### GOAL 1
List every symbol that the excerpt on normal operators defines with the notation ":=".

### PAGE EXCERPT

* Start *

Given a Hilbert space $\mathcal{H}$.
Consider a normal operator: $$N:\mathcal{D}(N)\to\mathcal{H}:\quad N^*N=NN^*$$
Construct the operator: $$Q:=(1+N^*N)^{-1}:\quad Z:=N\sqrt{Q}$$
By the previous proof: $$Z\in\mathcal{B}(\mathcal{H}):\quad Z^*Z=ZZ^*$$
Construct the operator: $$R:=1-Z^*Z:\quad W:=Z\sqrt{R}^{-1}$$
Then one obtains: $$N=W=Z\sqrt{1-Z^*Z}^{-1}$$
Especially one has: $$Z=\int\lambda\mathrm{d}F(\lambda):\quad F(\mathbb{D})=1\quad F(\mathbb{S})=0$$
How can I prove this from scratch?

* End *

### Pointing dataset excerpts
* Start *

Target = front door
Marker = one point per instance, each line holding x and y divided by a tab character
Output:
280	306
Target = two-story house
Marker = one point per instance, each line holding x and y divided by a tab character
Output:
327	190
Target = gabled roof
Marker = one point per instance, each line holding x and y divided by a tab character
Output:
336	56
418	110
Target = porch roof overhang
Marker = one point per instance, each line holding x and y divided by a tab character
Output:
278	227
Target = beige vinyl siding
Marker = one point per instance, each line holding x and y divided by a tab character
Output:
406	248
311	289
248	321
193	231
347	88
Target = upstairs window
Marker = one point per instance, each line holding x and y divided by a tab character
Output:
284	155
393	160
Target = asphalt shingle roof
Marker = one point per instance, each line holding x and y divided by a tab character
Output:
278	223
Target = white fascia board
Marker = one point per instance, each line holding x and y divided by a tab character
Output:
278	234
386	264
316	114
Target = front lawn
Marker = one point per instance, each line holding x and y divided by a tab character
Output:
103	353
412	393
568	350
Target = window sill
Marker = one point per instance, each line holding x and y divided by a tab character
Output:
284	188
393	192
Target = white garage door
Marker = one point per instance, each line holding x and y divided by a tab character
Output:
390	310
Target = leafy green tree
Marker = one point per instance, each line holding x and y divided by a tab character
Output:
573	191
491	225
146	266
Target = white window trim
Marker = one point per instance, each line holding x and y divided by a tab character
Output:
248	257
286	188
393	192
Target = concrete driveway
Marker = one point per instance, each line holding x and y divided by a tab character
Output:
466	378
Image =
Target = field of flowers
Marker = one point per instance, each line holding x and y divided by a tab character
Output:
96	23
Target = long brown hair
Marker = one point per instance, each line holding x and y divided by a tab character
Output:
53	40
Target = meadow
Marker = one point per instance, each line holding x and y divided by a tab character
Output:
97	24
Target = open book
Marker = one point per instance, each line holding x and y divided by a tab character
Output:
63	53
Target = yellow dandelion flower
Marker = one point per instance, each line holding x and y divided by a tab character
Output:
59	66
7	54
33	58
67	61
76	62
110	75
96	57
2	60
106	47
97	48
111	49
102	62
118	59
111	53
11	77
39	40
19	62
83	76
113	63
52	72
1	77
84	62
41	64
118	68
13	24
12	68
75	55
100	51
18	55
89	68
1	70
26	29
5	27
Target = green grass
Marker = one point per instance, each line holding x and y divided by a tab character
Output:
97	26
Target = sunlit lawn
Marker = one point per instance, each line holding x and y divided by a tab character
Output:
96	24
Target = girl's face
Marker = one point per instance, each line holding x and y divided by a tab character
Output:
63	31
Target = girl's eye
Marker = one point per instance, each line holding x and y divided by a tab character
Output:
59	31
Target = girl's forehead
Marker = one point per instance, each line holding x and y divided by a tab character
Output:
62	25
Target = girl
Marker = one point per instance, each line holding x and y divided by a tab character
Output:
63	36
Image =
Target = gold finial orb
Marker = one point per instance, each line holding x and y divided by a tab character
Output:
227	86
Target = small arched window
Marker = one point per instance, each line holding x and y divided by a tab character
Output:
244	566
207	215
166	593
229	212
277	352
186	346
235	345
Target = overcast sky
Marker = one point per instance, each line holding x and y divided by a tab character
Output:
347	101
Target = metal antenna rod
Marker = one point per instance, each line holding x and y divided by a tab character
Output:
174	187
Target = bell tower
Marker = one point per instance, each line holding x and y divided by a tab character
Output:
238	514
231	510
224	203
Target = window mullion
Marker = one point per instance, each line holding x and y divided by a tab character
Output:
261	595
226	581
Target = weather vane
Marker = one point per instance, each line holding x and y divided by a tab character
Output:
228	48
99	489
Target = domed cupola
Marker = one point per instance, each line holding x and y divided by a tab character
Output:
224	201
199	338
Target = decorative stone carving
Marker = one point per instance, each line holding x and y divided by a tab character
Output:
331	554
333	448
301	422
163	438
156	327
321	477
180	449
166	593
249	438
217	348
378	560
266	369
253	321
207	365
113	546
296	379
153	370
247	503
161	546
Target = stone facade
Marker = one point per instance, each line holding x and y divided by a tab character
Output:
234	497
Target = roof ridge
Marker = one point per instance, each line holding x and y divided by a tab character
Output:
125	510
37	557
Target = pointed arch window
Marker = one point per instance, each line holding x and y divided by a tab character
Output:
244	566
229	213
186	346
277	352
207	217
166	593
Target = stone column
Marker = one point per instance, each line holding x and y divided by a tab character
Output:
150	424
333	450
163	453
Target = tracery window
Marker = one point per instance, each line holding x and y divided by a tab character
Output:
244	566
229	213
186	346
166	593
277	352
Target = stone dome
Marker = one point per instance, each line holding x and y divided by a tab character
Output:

* End *
* Start *

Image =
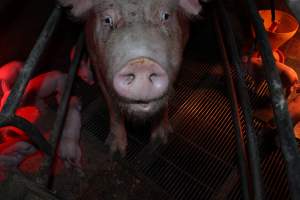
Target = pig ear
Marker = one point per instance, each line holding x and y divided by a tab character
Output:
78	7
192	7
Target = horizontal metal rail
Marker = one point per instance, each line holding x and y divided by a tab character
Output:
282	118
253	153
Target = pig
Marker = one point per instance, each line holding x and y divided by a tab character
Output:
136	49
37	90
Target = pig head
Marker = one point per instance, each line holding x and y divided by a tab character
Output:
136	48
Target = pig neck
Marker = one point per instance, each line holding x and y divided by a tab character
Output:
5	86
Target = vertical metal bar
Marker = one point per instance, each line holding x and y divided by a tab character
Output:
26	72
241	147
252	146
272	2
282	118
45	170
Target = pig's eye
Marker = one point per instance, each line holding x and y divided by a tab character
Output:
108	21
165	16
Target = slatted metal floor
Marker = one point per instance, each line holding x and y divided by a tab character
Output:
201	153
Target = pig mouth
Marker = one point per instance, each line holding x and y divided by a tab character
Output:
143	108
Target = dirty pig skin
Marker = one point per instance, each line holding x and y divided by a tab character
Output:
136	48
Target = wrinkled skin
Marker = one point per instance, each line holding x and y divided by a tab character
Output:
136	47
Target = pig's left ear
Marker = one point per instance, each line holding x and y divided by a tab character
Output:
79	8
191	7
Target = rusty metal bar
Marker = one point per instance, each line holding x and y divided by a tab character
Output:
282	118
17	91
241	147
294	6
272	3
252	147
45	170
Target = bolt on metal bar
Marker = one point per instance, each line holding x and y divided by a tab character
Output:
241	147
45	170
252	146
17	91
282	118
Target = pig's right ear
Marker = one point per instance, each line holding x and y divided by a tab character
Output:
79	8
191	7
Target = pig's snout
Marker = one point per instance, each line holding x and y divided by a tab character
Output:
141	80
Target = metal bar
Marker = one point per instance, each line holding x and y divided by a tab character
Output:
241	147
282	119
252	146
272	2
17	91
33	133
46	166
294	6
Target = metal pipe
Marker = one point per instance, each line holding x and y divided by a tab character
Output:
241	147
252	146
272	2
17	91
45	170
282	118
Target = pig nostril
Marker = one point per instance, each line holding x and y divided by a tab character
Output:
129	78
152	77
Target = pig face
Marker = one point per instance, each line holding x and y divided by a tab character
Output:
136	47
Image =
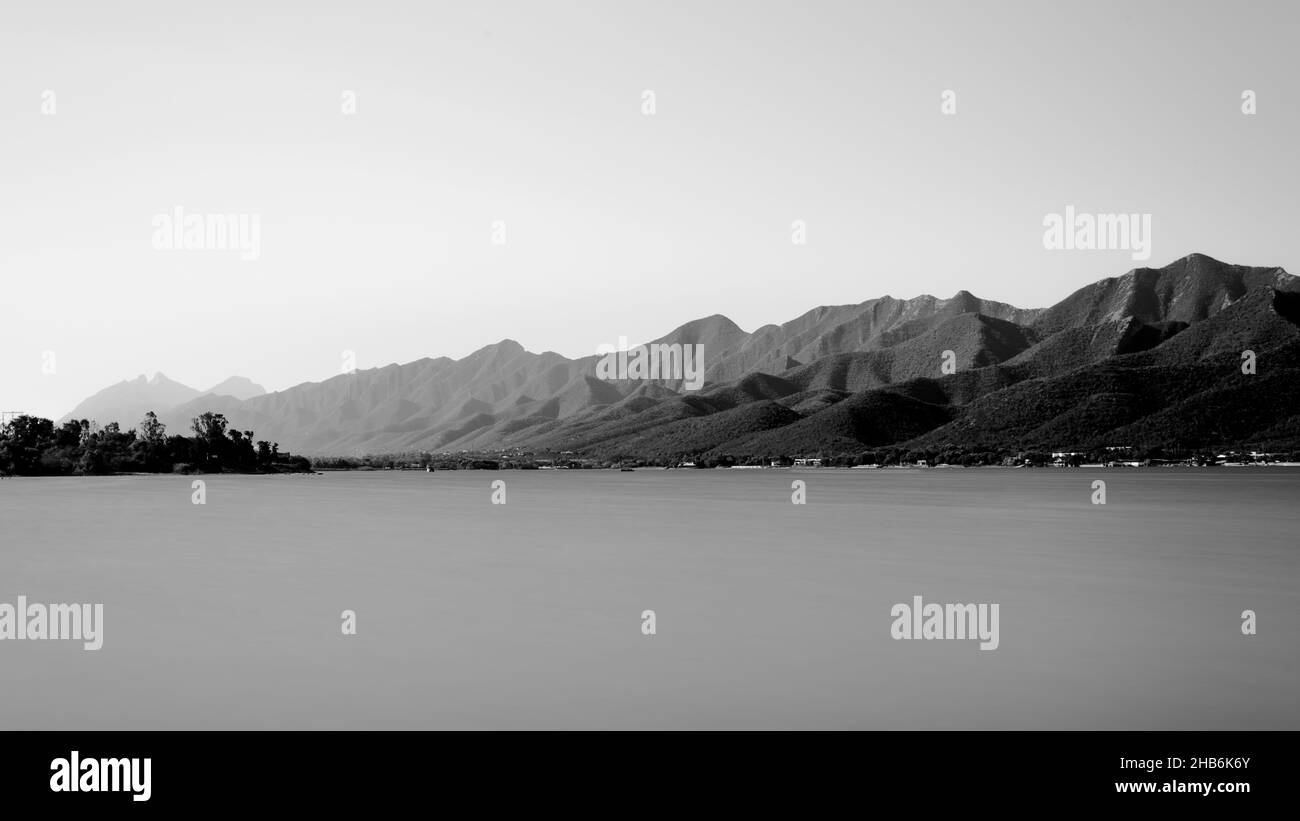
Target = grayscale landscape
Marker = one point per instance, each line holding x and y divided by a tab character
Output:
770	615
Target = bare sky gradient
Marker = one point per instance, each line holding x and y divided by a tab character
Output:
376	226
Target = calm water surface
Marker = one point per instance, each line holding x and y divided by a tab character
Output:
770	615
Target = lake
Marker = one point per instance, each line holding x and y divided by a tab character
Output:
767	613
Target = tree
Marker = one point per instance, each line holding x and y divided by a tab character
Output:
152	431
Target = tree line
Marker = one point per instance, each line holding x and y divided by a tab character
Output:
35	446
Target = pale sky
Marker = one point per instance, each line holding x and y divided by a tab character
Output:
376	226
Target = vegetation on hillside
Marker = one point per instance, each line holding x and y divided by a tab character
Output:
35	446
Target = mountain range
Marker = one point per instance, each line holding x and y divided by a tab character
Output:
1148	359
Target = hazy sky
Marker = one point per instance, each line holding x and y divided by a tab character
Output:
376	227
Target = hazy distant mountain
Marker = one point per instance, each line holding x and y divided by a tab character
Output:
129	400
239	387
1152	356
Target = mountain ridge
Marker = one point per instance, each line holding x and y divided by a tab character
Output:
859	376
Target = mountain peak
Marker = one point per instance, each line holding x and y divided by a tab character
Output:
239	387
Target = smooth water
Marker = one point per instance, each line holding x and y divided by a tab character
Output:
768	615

* End *
* Start *

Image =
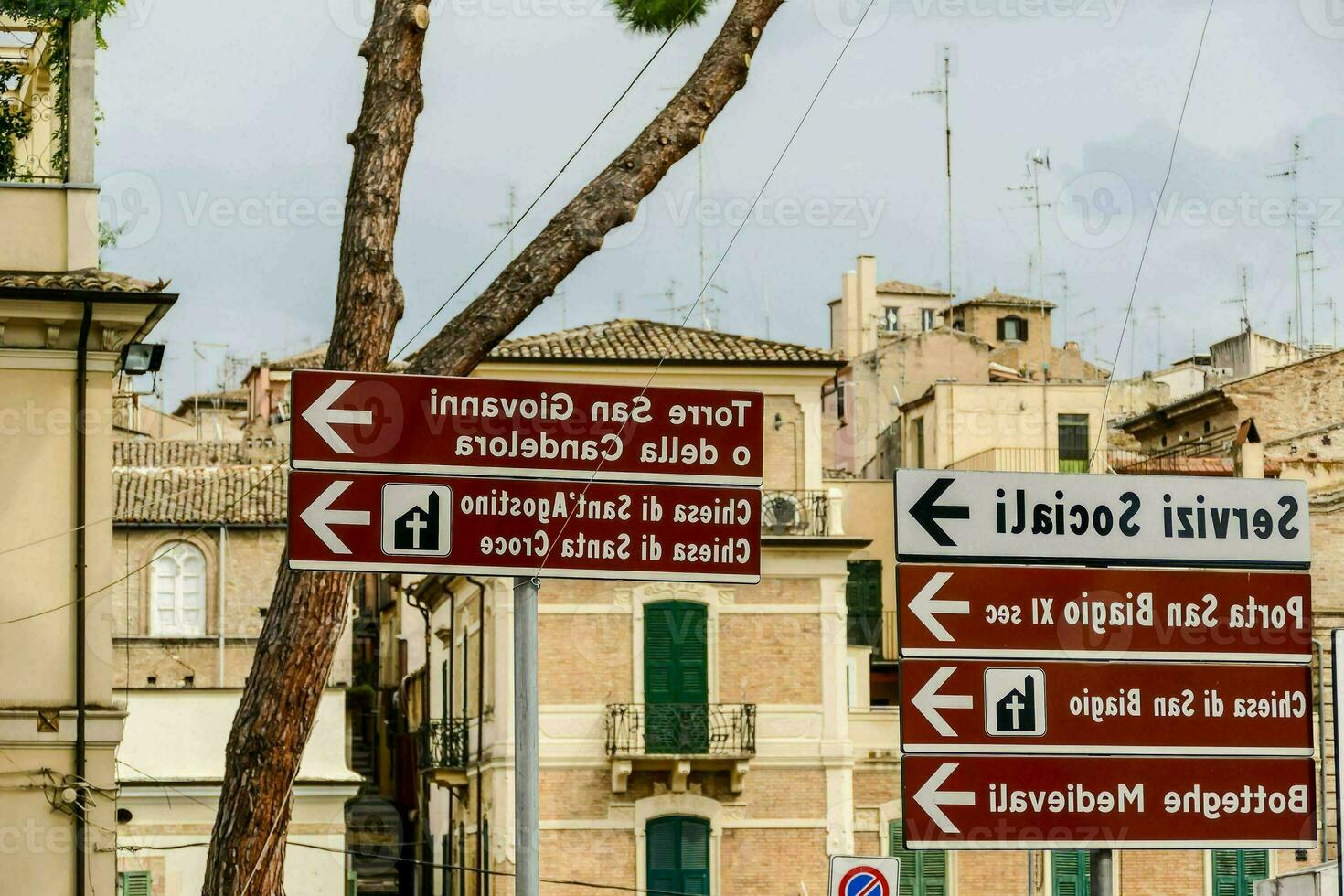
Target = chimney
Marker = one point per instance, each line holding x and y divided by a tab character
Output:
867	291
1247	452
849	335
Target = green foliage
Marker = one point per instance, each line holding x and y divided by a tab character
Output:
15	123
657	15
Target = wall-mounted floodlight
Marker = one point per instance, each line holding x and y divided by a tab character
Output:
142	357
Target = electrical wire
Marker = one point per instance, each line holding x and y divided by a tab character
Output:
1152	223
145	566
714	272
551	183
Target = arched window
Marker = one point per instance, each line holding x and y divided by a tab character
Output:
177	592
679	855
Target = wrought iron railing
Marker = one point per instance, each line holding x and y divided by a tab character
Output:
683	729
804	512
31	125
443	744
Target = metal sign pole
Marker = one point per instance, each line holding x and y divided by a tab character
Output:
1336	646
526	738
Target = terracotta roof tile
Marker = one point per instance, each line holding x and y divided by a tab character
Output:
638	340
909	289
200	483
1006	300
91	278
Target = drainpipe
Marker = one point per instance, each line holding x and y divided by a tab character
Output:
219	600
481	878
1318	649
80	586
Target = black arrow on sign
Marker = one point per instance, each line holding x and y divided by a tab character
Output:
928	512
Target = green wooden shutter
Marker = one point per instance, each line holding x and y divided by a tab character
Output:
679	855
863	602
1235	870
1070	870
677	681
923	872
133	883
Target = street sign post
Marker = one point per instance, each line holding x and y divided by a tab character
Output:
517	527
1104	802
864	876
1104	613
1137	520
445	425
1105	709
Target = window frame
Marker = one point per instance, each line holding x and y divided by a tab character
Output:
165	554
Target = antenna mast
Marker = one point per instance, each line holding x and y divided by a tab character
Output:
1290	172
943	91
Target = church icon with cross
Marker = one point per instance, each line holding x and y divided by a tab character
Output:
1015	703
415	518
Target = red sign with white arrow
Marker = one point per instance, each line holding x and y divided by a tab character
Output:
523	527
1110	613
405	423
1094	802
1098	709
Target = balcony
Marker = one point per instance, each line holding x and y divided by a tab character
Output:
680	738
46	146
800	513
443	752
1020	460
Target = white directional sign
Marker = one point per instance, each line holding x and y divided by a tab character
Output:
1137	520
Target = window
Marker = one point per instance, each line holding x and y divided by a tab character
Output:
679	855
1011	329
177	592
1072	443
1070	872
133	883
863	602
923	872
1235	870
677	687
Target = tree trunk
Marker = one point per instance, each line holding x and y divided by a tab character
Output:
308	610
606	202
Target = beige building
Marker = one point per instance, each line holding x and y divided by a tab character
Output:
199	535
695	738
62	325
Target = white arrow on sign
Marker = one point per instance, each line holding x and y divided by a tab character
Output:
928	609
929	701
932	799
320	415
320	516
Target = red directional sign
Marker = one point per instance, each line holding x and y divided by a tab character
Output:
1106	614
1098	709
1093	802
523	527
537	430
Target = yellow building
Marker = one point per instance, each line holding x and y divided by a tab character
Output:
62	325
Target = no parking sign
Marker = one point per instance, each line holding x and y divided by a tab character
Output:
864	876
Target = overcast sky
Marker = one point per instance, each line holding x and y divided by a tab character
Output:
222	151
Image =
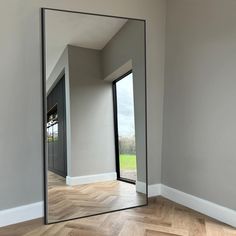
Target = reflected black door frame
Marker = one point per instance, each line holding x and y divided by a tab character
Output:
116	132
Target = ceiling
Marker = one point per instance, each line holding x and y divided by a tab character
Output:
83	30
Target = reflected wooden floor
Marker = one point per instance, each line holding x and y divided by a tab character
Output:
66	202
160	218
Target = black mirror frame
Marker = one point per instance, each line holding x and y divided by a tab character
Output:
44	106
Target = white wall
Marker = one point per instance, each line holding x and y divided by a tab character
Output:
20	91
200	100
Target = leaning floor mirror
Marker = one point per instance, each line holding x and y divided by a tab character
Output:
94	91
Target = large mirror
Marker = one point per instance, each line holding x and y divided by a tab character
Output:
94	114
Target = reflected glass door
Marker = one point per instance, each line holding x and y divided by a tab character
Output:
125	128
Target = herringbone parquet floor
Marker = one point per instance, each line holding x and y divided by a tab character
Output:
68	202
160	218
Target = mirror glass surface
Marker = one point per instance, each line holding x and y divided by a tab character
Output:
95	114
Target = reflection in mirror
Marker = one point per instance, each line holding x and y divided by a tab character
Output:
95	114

* End *

### GOAL 2
Find every line in the records that contains the string "building", and copy each one.

### CORRECT OUTPUT 1
Q, Z, R, W

### CORRECT OUTPUT 2
Target = beige building
Target = yellow building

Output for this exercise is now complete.